Exercise: Write out the full listing exactly as given, minus the images.
<<<<
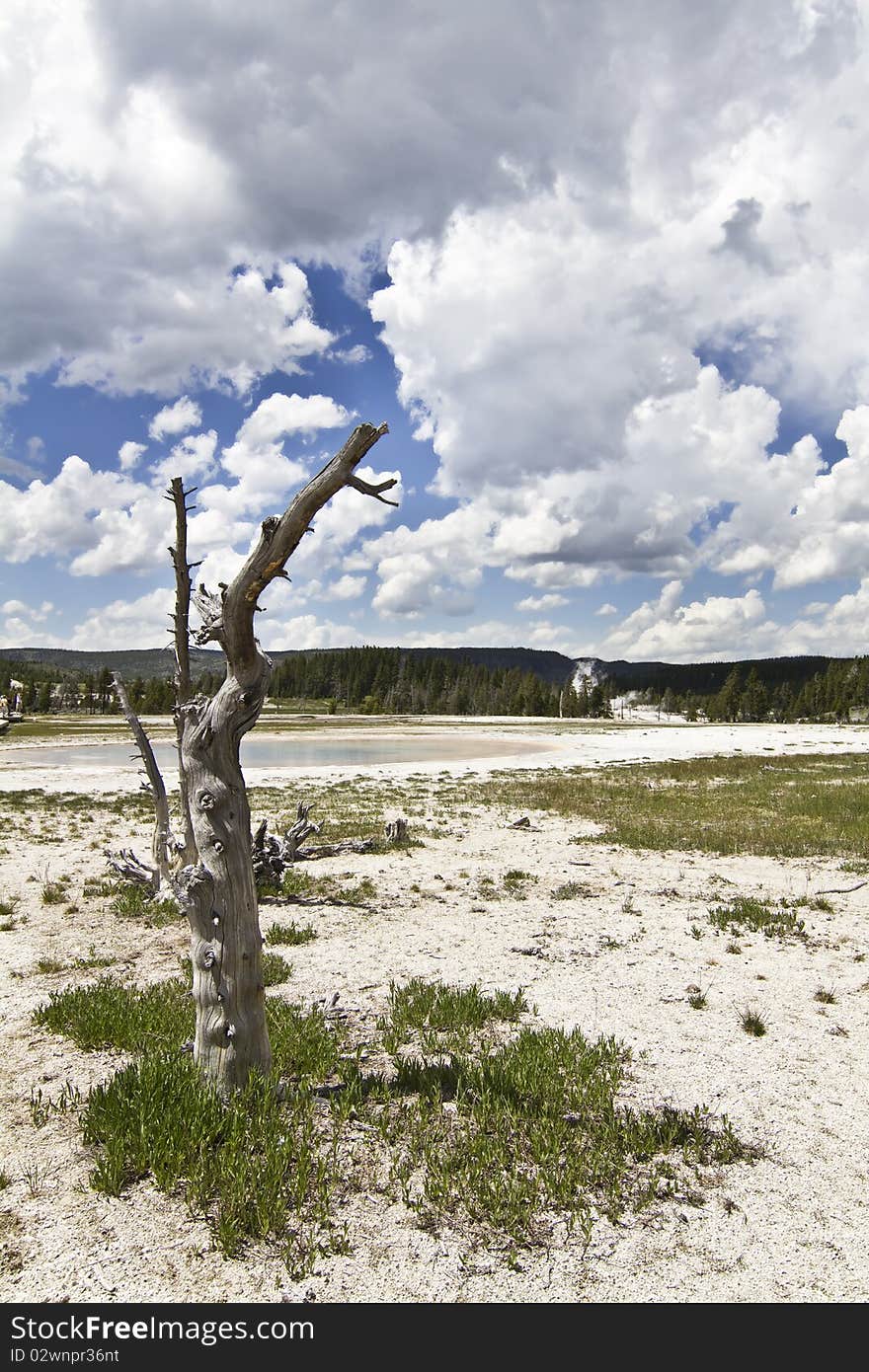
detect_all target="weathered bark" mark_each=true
[166,476,199,865]
[112,424,395,1094]
[176,424,395,1092]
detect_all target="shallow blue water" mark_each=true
[0,731,527,771]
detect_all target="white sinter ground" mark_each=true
[0,722,869,1302]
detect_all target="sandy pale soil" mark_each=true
[0,728,869,1302]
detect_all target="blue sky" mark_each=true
[0,0,869,660]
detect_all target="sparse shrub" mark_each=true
[112,882,175,929]
[739,1006,766,1038]
[552,880,589,900]
[265,919,317,947]
[708,896,807,939]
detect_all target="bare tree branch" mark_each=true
[112,672,176,886]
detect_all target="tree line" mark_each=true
[10,648,869,724]
[641,657,869,724]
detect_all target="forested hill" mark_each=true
[0,648,869,721]
[0,643,574,686]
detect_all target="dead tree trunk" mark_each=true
[112,424,395,1092]
[166,476,199,865]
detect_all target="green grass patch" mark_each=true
[280,865,377,905]
[377,977,528,1054]
[112,882,182,929]
[81,1055,345,1274]
[342,1029,750,1243]
[265,919,317,948]
[33,976,342,1080]
[449,753,869,870]
[739,1006,766,1038]
[32,978,755,1276]
[33,977,194,1052]
[708,896,807,939]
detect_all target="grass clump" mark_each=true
[377,977,528,1052]
[265,919,317,948]
[739,1006,766,1038]
[33,976,342,1080]
[112,882,182,929]
[708,896,807,939]
[40,873,70,905]
[351,1028,750,1243]
[552,880,589,900]
[280,865,377,905]
[182,953,292,986]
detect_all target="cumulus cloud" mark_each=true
[150,395,201,446]
[69,590,175,649]
[516,591,567,613]
[0,0,865,393]
[261,615,365,651]
[598,581,775,661]
[236,391,353,447]
[118,437,148,472]
[151,429,217,483]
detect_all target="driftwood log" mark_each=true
[104,424,397,1092]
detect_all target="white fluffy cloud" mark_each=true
[69,590,175,649]
[118,439,148,472]
[151,429,217,483]
[150,395,201,446]
[593,576,869,662]
[516,591,567,613]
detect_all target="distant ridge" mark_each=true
[0,645,850,696]
[0,648,574,685]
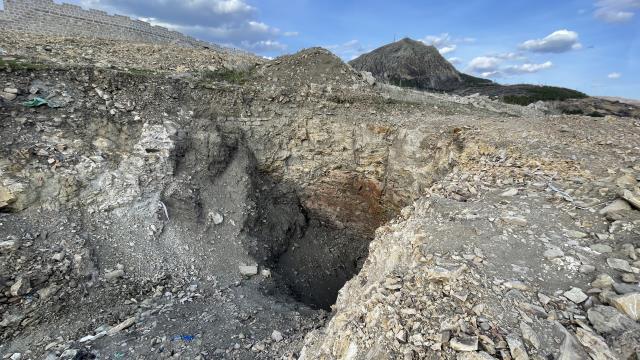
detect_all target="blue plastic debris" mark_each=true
[173,335,195,342]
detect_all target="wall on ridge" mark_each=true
[0,0,212,47]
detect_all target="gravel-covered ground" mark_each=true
[0,37,640,359]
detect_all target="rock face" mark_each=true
[349,38,464,90]
[0,30,640,360]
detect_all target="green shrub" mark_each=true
[502,86,587,106]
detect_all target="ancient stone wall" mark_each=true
[0,0,211,46]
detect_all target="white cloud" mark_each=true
[490,52,527,60]
[420,33,476,55]
[480,71,502,78]
[468,56,502,74]
[438,45,458,55]
[520,30,582,53]
[504,61,553,74]
[324,39,369,61]
[466,56,553,78]
[594,0,640,23]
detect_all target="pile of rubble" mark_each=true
[0,31,640,360]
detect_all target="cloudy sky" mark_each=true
[50,0,640,99]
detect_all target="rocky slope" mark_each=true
[349,38,640,117]
[0,32,640,359]
[349,38,464,91]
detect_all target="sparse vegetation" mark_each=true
[127,68,157,77]
[0,59,46,71]
[502,86,587,106]
[202,69,251,85]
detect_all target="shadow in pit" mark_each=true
[244,174,388,310]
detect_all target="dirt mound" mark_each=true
[256,48,365,90]
[0,33,640,360]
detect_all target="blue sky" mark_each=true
[47,0,640,99]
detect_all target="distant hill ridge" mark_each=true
[349,38,587,105]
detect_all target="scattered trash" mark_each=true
[173,335,195,342]
[22,97,49,107]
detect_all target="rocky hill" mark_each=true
[349,38,466,91]
[349,38,604,110]
[0,32,640,360]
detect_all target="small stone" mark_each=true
[9,277,31,296]
[506,334,529,360]
[60,349,79,359]
[500,188,518,197]
[591,274,615,289]
[0,91,18,101]
[211,213,224,225]
[611,293,640,321]
[613,283,640,295]
[456,351,495,360]
[502,216,527,226]
[271,330,284,342]
[449,336,478,351]
[565,230,589,239]
[580,264,596,274]
[544,248,564,260]
[620,244,638,260]
[590,244,613,254]
[600,199,631,215]
[104,269,124,281]
[107,316,136,336]
[607,258,632,272]
[587,305,640,334]
[616,174,638,188]
[622,273,638,284]
[38,284,60,300]
[576,328,617,359]
[538,293,551,305]
[563,287,589,304]
[0,240,18,254]
[621,190,640,210]
[520,321,540,349]
[238,265,258,276]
>>>>
Answer to this problem:
detect_all target="weathered bark" mark_each=true
[166,476,199,865]
[112,424,395,1094]
[176,424,395,1092]
detect_all target="shallow blue water" mark_each=true
[0,731,527,771]
detect_all target="white sinter ground" mark_each=true
[0,722,869,1302]
detect_all target="sandy pale soil" mark_each=true
[0,728,869,1302]
detect_all target="blue sky" mark_each=true
[0,0,869,660]
detect_all target="sparse shrub" mark_each=true
[112,882,175,929]
[739,1006,766,1038]
[552,880,589,900]
[265,919,317,947]
[708,896,807,939]
detect_all target="bare tree branch" mark_each=true
[112,672,176,886]
detect_all target="tree line" mark_each=true
[10,648,869,724]
[641,657,869,724]
detect_all target="forested hill" mark_each=true
[0,648,869,721]
[0,643,574,686]
detect_all target="dead tree trunk" mark_each=true
[112,424,395,1092]
[166,476,199,865]
detect_all target="green grass patch" mark_each=true
[280,865,377,905]
[377,977,528,1054]
[112,882,182,929]
[81,1055,345,1274]
[342,1029,750,1243]
[265,919,317,948]
[33,976,342,1080]
[449,753,869,870]
[739,1006,766,1038]
[32,978,755,1276]
[33,977,194,1052]
[708,896,807,939]
detect_all target="grass clump" mark_each=true
[377,977,528,1052]
[265,919,317,948]
[739,1006,766,1038]
[33,976,342,1080]
[112,882,182,929]
[708,896,807,939]
[40,873,70,905]
[351,1028,750,1243]
[552,880,589,900]
[280,865,377,905]
[182,953,292,986]
detect_all target="cumulus cloud" mark_each=true
[150,395,201,446]
[69,590,175,649]
[516,591,567,613]
[0,0,865,393]
[261,615,365,651]
[598,581,775,661]
[236,391,353,447]
[118,437,148,472]
[151,429,217,483]
detect_all target="driftwood log" mark_each=true
[104,424,397,1092]
detect_all target="white fluffy cloud" mark_each=true
[69,590,175,649]
[118,439,148,472]
[151,429,217,483]
[150,395,201,446]
[593,576,869,662]
[516,591,567,613]
detect_all target="distant ridge" mark_each=true
[0,645,850,696]
[0,648,574,685]
detect_all target="blue plastic debris" mark_each=true
[173,335,195,342]
detect_all target="wall on ridge" mark_each=true
[0,0,212,47]
detect_all target="gravel-covered ground" mark_each=true
[0,37,640,359]
detect_all target="rock face" mark_each=true
[349,38,464,90]
[0,30,640,360]
detect_all target="green shrub" mark_each=true
[502,86,587,106]
detect_all target="ancient stone wall" mark_each=true
[0,0,211,46]
detect_all target="white cloud" mark_each=true
[490,52,527,60]
[420,33,476,55]
[480,71,502,78]
[468,56,502,74]
[438,45,458,55]
[520,30,582,53]
[504,61,553,74]
[324,39,369,61]
[466,56,553,78]
[594,0,640,23]
detect_all target="pile of rubble" mark_each=true
[0,31,640,360]
detect_all target="cloudy sky" mark_each=true
[50,0,640,99]
detect_all target="rocky slope" mark_each=true
[349,38,640,117]
[0,32,640,359]
[349,38,464,91]
detect_all target="sparse vegetation" mark_each=true
[127,68,157,77]
[0,59,46,71]
[502,86,587,106]
[202,69,251,85]
detect_all target="shadow in pit" mark_each=true
[244,174,388,310]
detect_all target="dirt mound" mark_each=true
[256,48,365,90]
[0,33,640,360]
detect_all target="blue sky" mark_each=true
[47,0,640,99]
detect_all target="distant hill ridge" mark_each=true
[349,38,587,105]
detect_all target="scattered trash" mark_each=true
[173,335,195,342]
[22,97,49,107]
detect_all target="rocky hill" mark_each=true
[349,38,466,91]
[349,38,604,110]
[0,32,640,360]
detect_all target="small stone" mark_each=true
[9,277,31,296]
[506,334,529,360]
[60,349,79,359]
[500,188,518,197]
[591,274,615,289]
[0,91,18,101]
[211,213,224,225]
[611,293,640,321]
[613,283,640,295]
[456,351,495,360]
[502,216,527,226]
[271,330,284,342]
[449,336,478,351]
[565,230,589,239]
[580,264,596,274]
[544,248,564,260]
[620,244,638,260]
[590,244,613,254]
[600,199,631,215]
[104,269,124,281]
[107,316,136,336]
[607,258,632,272]
[587,305,640,334]
[616,174,638,188]
[622,273,638,284]
[38,284,60,300]
[576,328,617,359]
[538,293,551,305]
[563,287,589,304]
[0,240,18,254]
[621,190,640,210]
[520,321,540,349]
[238,265,258,276]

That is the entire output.